● Data to process

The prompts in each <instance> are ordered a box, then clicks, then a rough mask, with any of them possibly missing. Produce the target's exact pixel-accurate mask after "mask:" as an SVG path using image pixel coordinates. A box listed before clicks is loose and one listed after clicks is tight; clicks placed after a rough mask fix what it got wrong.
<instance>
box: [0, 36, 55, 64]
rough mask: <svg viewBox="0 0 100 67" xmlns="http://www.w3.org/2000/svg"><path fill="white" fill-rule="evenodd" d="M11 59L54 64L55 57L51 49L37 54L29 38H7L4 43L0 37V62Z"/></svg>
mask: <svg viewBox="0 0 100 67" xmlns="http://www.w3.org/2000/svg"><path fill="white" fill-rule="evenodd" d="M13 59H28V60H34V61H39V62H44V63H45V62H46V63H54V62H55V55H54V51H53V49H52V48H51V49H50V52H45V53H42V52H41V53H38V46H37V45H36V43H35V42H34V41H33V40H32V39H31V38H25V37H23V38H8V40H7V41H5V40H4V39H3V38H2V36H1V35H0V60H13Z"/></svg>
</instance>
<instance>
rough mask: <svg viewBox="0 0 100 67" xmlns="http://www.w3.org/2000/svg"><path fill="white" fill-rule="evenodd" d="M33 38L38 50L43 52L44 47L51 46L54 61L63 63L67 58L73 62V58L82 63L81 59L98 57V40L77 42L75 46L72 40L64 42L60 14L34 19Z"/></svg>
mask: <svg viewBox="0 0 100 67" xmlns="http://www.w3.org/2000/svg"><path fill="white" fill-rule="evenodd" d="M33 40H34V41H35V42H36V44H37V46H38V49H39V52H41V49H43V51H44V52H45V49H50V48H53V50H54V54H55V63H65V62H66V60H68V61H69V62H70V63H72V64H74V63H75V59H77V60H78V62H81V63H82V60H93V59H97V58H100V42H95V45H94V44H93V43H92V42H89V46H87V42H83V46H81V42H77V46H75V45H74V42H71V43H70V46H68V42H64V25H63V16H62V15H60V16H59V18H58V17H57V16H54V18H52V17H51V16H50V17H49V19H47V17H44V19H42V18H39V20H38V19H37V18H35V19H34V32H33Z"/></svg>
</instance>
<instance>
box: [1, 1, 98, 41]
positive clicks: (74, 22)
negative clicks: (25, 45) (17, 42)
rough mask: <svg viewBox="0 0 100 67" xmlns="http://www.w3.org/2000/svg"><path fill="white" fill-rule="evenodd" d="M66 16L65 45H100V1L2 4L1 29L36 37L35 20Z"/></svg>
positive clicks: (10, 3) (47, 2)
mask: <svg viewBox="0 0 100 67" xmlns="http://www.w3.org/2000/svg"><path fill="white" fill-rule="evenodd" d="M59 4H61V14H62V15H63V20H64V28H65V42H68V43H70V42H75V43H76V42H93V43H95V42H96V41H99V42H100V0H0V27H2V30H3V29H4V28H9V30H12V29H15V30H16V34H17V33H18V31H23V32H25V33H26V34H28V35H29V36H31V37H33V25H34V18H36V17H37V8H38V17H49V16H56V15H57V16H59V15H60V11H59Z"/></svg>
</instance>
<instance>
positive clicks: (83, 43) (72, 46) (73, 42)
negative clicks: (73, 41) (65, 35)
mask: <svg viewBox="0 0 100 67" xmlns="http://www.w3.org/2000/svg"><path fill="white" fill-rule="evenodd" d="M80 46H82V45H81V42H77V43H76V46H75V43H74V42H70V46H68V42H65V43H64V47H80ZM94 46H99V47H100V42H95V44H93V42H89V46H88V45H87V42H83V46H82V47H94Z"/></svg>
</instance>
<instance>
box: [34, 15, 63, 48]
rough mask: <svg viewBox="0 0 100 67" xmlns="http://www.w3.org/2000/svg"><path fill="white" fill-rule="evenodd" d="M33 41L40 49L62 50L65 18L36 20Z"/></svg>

● What this task involves
Count the lines in the records above that contain the string "positive", and give only that number.

● Answer to this exercise
3